[DATA PROVIDED Boundary: Start]
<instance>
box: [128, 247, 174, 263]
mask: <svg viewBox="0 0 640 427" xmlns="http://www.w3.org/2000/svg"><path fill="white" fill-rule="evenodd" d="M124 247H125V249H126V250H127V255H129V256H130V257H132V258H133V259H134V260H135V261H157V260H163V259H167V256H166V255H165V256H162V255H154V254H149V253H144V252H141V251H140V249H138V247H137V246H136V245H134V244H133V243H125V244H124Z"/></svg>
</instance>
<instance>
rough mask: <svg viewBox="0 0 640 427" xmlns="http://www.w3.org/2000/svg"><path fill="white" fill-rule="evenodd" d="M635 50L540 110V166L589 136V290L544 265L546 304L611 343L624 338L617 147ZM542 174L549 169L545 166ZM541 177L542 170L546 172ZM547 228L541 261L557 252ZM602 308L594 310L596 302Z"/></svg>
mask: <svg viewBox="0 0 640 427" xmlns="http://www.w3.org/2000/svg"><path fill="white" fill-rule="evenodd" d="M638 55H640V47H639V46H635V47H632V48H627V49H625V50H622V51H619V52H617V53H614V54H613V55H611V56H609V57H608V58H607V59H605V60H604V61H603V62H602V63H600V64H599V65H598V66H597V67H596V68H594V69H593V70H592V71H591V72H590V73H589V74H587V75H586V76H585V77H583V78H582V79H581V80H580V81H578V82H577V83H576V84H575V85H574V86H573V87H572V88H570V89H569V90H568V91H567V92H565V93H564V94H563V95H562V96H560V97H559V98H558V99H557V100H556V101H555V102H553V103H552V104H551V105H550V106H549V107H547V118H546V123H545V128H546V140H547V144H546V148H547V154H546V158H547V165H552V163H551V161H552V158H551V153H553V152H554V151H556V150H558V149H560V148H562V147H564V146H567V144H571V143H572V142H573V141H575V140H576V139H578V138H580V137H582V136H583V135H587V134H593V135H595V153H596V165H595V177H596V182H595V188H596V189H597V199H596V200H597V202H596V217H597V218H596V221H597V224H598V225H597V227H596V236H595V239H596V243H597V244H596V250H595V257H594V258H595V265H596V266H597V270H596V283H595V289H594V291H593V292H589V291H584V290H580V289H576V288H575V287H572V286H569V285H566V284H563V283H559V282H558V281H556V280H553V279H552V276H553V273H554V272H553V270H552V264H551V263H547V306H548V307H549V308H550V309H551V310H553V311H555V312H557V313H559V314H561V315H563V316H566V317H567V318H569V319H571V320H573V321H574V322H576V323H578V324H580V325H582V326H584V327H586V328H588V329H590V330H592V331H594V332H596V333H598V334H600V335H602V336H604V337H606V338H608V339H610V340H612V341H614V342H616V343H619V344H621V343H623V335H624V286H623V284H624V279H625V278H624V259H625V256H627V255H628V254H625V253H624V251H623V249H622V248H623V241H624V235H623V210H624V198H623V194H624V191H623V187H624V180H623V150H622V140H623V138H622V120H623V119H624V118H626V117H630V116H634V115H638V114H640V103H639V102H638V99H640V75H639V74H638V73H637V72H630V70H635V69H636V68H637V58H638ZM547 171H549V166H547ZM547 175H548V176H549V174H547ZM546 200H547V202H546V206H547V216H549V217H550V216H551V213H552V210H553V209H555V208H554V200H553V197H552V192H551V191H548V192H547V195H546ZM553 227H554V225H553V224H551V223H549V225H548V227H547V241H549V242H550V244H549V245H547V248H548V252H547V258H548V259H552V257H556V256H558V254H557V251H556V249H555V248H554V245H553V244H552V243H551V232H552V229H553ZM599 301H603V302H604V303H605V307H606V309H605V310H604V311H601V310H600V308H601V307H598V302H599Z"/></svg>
[DATA PROVIDED Boundary: End]
EXERCISE:
Word for word, restate each record in the listing.

COMPLETED EXERCISE:
<instance>
box: [128, 247, 174, 263]
mask: <svg viewBox="0 0 640 427" xmlns="http://www.w3.org/2000/svg"><path fill="white" fill-rule="evenodd" d="M124 247H125V249H126V250H127V255H129V256H130V257H132V258H133V259H134V260H135V261H157V260H163V259H167V256H166V255H165V256H162V255H154V254H149V253H144V252H141V251H140V249H138V247H137V246H136V245H134V244H133V243H125V244H124Z"/></svg>
</instance>
<instance>
rough mask: <svg viewBox="0 0 640 427" xmlns="http://www.w3.org/2000/svg"><path fill="white" fill-rule="evenodd" d="M635 50L540 110V166L589 136V290L544 265L546 304L611 343L624 338L617 147ZM542 174L549 169L545 166ZM541 177L542 170L546 172ZM547 228L541 261L557 252ZM602 308L594 310L596 302Z"/></svg>
mask: <svg viewBox="0 0 640 427" xmlns="http://www.w3.org/2000/svg"><path fill="white" fill-rule="evenodd" d="M638 55H640V47H639V46H635V47H632V48H627V49H625V50H622V51H619V52H617V53H614V54H613V55H611V56H609V57H608V58H607V59H605V60H604V61H603V62H602V63H600V64H599V65H598V66H597V67H596V68H594V69H593V70H592V71H591V72H590V73H589V74H587V75H586V76H585V77H583V78H582V79H581V80H580V81H578V82H577V83H576V84H575V85H574V86H573V87H572V88H570V89H569V90H568V91H567V92H565V93H564V94H563V95H562V96H560V97H559V98H558V99H557V100H556V101H555V102H553V103H552V104H551V105H550V106H549V107H547V118H546V123H545V128H546V140H547V144H546V148H547V154H546V158H547V165H552V163H551V161H552V158H551V153H553V152H554V151H556V150H558V149H560V148H562V147H564V146H567V144H571V143H572V142H573V141H575V140H576V139H578V138H580V137H582V136H583V135H587V134H593V135H595V153H596V165H595V177H596V182H595V188H596V189H597V199H596V200H597V202H596V217H597V218H596V221H597V224H598V225H597V227H596V236H595V239H596V243H597V244H596V250H595V257H594V258H595V265H596V266H597V270H596V283H595V289H594V291H593V292H589V291H584V290H580V289H576V288H575V287H572V286H569V285H566V284H563V283H559V282H558V281H556V280H553V279H552V276H553V273H554V272H553V270H552V264H551V263H547V306H548V307H549V308H550V309H551V310H553V311H555V312H557V313H559V314H561V315H563V316H566V317H567V318H569V319H571V320H573V321H574V322H576V323H578V324H580V325H582V326H584V327H586V328H588V329H590V330H592V331H594V332H596V333H598V334H600V335H602V336H604V337H606V338H608V339H610V340H612V341H614V342H616V343H619V344H621V343H623V335H624V286H623V284H624V279H625V278H624V259H625V256H627V255H628V254H625V253H624V251H623V249H622V248H623V241H624V235H623V210H624V198H623V194H624V191H623V187H624V180H623V150H622V140H623V138H622V120H623V119H624V118H626V117H630V116H634V115H638V114H640V103H639V102H638V99H640V75H639V74H638V73H637V72H630V70H635V69H636V68H637V58H638ZM547 171H549V166H547ZM547 175H548V176H549V174H547ZM546 200H547V202H546V206H547V216H549V217H550V216H551V213H552V210H553V209H555V208H554V200H553V197H552V192H551V191H548V192H547V195H546ZM553 227H554V225H553V224H551V223H549V225H548V227H547V241H549V242H550V244H549V245H547V248H548V252H547V258H548V259H552V257H556V256H558V254H557V251H556V249H555V248H554V245H553V244H552V243H551V232H552V229H553ZM599 301H603V302H604V303H605V307H606V309H605V310H604V311H601V310H600V308H601V307H598V302H599Z"/></svg>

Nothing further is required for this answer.